SEZIONE DEL TESTO:
Se non bastasse, nella parte inferiore della Cappella, si possono ammirare i medaglioni che si diramano dalla cornice che racchiude l’immagine di Dante, per scoprirvi, ancor più grigie di contro al colore che dilaga in tutta la Cappella, le scene del Purgatorio, Catone, Casella, l’Angelo del regno, Manfredi e Dante con Virgilio che discutono della posizione del Sole, avendo alle spalle i neghittosi.
E’ un ritratto in piena luce, Dante è pensoso e tutto concentrato nella lettura, lo vediamo di profilo perché la testa e dunque lo sguardo sono volti verso un tomo che è quasi dritto, aperto e appoggiato come un messale a dei volumi che lo sorreggono, mentre un altro libro sta sullo strombo della cornice en trompe l’oeil del ritratto.

MATERIALE FORNITO:
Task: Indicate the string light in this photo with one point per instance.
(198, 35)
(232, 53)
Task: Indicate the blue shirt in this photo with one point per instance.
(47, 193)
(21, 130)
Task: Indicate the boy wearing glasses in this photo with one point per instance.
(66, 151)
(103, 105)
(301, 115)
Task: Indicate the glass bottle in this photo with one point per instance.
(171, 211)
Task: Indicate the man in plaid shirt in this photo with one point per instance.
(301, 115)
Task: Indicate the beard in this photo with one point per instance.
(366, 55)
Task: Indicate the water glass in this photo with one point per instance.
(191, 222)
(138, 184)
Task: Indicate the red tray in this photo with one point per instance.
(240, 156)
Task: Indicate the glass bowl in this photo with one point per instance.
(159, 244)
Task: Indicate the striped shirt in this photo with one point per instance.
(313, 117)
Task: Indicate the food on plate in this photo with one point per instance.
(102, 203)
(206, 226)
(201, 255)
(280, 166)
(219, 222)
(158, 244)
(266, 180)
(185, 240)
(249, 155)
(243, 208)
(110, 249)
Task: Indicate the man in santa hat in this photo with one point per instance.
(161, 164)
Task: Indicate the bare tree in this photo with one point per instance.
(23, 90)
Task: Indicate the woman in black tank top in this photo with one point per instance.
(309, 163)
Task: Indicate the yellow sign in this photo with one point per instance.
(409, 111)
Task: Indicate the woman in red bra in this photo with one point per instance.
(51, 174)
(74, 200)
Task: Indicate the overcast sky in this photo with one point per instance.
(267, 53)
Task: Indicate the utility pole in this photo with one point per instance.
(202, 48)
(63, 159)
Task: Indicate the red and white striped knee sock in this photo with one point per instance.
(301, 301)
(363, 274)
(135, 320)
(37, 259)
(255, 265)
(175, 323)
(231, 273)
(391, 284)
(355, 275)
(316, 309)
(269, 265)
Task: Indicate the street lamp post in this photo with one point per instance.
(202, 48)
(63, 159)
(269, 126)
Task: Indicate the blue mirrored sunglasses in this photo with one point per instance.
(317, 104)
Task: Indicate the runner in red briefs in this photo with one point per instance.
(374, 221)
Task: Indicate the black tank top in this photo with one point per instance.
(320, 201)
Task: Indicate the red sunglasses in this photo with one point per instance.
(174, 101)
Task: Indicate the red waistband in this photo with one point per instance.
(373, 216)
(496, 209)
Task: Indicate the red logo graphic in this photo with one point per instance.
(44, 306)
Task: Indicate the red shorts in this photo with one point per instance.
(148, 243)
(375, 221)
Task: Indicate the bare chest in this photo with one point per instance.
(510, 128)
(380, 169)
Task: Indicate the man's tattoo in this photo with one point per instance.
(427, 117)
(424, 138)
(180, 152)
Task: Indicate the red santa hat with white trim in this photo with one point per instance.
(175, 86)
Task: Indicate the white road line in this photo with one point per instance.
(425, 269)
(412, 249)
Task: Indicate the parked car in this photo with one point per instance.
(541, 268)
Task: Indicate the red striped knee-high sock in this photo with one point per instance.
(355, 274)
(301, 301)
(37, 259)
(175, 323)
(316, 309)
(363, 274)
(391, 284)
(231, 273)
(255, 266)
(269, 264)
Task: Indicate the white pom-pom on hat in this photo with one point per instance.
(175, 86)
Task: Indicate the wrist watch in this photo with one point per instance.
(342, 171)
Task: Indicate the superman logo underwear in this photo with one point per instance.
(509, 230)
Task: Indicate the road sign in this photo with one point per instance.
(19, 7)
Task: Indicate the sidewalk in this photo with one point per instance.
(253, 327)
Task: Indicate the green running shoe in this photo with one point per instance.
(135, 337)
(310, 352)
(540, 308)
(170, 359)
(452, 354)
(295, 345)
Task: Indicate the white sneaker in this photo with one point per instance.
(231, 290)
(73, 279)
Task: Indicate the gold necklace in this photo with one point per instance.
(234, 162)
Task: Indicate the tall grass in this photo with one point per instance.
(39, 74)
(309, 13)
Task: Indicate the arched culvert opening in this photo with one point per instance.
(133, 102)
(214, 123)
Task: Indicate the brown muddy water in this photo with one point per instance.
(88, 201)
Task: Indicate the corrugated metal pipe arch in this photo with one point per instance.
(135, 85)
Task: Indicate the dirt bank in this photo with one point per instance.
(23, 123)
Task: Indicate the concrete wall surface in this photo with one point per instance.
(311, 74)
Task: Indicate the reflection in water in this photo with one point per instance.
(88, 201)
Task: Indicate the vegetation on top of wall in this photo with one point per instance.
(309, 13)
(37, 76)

USANDO LE INFORMAZIONI:
A – Secondo il brano sul ritratto di Dante, da dove si diramano i medaglioni nella parte inferiore della Cappella?
B – Stabilisci se le seguenti affermazioni concordano con il brano sul ritratto di Dante:
(i) Dante è raffigurato di profilo.
(ii) Le scene del Purgatorio nei medaglioni sono più colorate del resto della Cappella.
(iii) Un secondo libro è posato sullo strombo della cornice del ritratto.
C – Prolunga il brano sul ritratto di Dante, proseguendo dopo la sua ultima frase.

RISPOSTE PER NUMERO:
A – Dalla cornice che racchiude l’immagine di Dante.

B –
(i) Sì: "lo vediamo di profilo".
(ii) No: "ancor più grigie di contro al colore che dilaga in tutta la Cappella".
(iii) Sì: "un altro libro sta sullo strombo della cornice en trompe l’oeil del ritratto".

C –
Non è il solo poeta che Signorelli ha raffigurato nella Cappella e anzi non sono affatto concluse le discussioni per dare un’identità ai compagni che affiancano Dante, variamente individuati in Sallustio, Ovidio, Claudiano, Stazio, Tibullo… Nessuno di loro però si segnala con l’autorevolezza concentrata di Dante e per un immagine che una tradizione iconografica ha reso riconoscibile e sedimentato da un secolo all’altro.
Quello che mi pare a questo punto incontrovertibile è che allo stato delle cose, Orvieto custodisce non uno ma due ritratti di Dante.
Mentre tante, tantissime città, direi quasi tutte, non ne hanno neanche uno, a noi sono toccati addirittura due!
Non voglio gridare al record, dico solo che mi pare una bella dote che dice di un rapporto su cui si possono avanzare tutte le ipotesi possibili ma che è certificato dalla realtà di una tela e di un affresco.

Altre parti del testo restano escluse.